--- Start ---
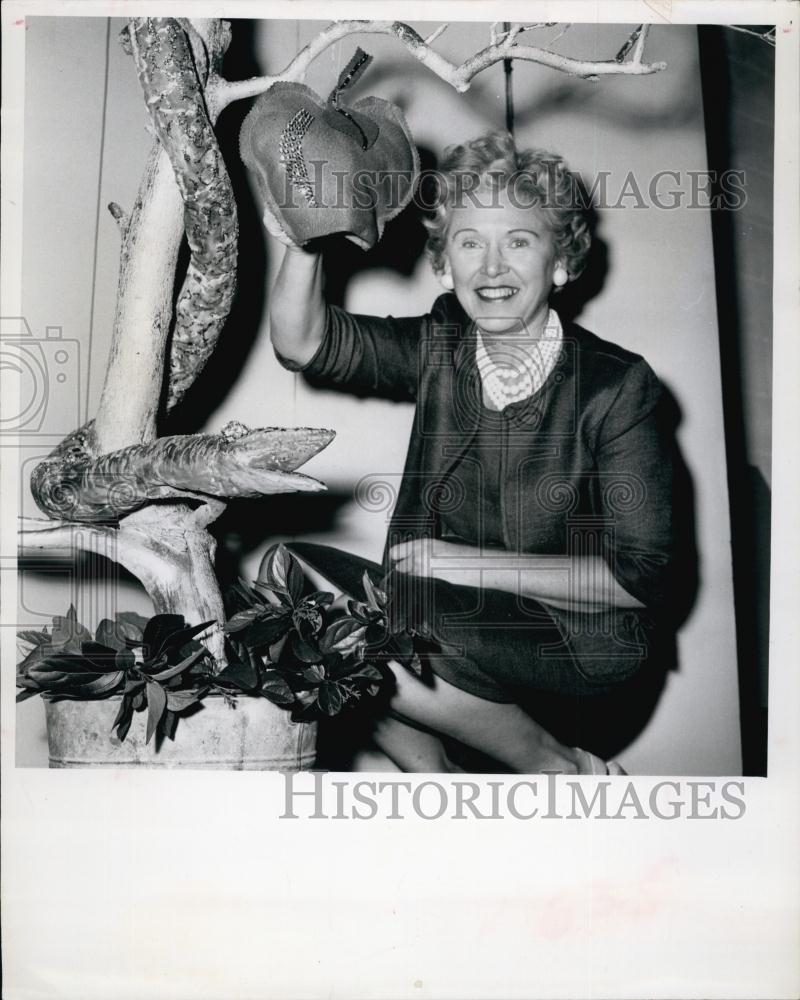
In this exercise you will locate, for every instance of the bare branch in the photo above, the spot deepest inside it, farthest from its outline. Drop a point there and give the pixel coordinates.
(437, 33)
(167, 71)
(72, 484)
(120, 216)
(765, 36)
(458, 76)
--- End ---
--- Start ---
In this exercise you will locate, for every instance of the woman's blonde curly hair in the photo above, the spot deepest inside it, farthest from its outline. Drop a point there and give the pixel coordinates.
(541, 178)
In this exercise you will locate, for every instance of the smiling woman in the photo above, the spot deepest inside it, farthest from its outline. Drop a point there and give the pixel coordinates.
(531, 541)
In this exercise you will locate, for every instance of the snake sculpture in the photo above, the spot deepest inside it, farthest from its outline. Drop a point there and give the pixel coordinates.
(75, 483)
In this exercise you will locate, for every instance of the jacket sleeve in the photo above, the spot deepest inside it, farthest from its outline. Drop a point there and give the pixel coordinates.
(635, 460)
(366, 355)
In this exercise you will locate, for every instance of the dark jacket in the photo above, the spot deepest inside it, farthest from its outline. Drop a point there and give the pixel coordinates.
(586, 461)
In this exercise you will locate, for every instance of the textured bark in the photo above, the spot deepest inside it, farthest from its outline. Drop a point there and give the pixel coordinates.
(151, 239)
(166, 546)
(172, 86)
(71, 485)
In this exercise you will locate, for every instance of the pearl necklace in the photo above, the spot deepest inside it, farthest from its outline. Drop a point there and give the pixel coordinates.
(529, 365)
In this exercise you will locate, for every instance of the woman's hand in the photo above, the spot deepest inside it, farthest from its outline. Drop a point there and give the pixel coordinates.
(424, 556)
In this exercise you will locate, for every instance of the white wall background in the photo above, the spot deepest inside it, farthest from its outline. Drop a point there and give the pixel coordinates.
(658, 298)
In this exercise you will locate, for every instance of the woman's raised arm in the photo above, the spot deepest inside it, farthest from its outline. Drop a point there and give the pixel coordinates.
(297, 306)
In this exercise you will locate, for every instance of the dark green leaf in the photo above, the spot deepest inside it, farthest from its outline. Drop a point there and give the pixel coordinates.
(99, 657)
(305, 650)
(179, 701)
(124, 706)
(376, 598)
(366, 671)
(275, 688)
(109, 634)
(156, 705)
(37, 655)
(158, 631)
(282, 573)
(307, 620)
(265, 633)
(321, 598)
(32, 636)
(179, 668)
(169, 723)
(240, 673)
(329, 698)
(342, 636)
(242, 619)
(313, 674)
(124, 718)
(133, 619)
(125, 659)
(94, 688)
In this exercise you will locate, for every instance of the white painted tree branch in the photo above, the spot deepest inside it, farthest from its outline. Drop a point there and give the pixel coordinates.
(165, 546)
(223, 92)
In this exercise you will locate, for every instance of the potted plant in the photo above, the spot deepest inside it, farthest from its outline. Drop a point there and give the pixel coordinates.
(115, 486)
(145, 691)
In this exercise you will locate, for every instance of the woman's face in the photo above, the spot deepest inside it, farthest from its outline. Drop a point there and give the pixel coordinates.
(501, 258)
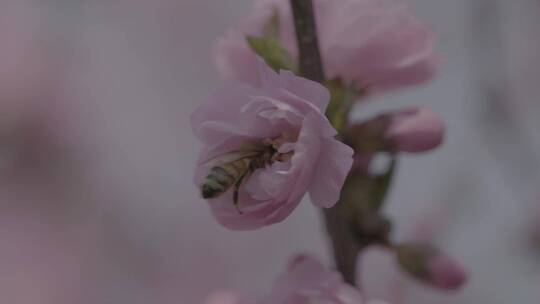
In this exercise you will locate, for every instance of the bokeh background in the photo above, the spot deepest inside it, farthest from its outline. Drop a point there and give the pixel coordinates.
--- End ---
__SET PROBLEM__
Swap "Drop a point" for "Place a marker" in the listing, starting with the line with "the white wall" and going on through the line with "of the bokeh", and give back only those lines with nothing else changed. Please leave the pictures out of your answer.

__EXPECTED OUTPUT__
In this exercise you will locate, for every instance of the white wall background in the photo above, the spot deepest inside it, farthest from its outline. Place a marker there and give the pixel coordinates.
(658, 298)
In this exercise you will locate, for every instance of the woman's raised arm in the photo above, the spot deepest inside it, farthest from its outline. Place a marker there and give the pixel coordinates.
(297, 306)
In this exercise you will locate, for every instance of the dark green leaf in the photo above, the spot deepest inside it, farthest from its outline. Place a marker there and give the pixel coordinates.
(99, 657)
(305, 650)
(179, 701)
(124, 706)
(376, 598)
(366, 671)
(275, 688)
(109, 634)
(156, 705)
(37, 655)
(158, 631)
(282, 573)
(307, 620)
(265, 633)
(321, 598)
(32, 636)
(179, 668)
(169, 723)
(240, 673)
(329, 698)
(342, 636)
(242, 619)
(313, 674)
(124, 718)
(133, 619)
(125, 659)
(94, 688)
In this exercise you will locate, for every instance of the white painted tree branch in the photo above, the spot deepest inside it, farthest from its outline. Place a marker there and give the pixel coordinates.
(165, 546)
(223, 92)
In this exercise you will locate, for every instance of the potted plant in the photo above, the spot deepest inside it, farthest from its outline. Place a marker there and give the pixel coordinates.
(115, 486)
(145, 691)
In this exercise you will locate, for every instance of the woman's face in the photo above, the spot deepest inside it, farthest from its outline. Place a marker there and give the pixel coordinates.
(501, 258)
In this exercise you will locate, for every instance of the bokeh background in the photo above, the spot deepest inside it, farthest from its outline. Place a marker there and give the pixel coordinates.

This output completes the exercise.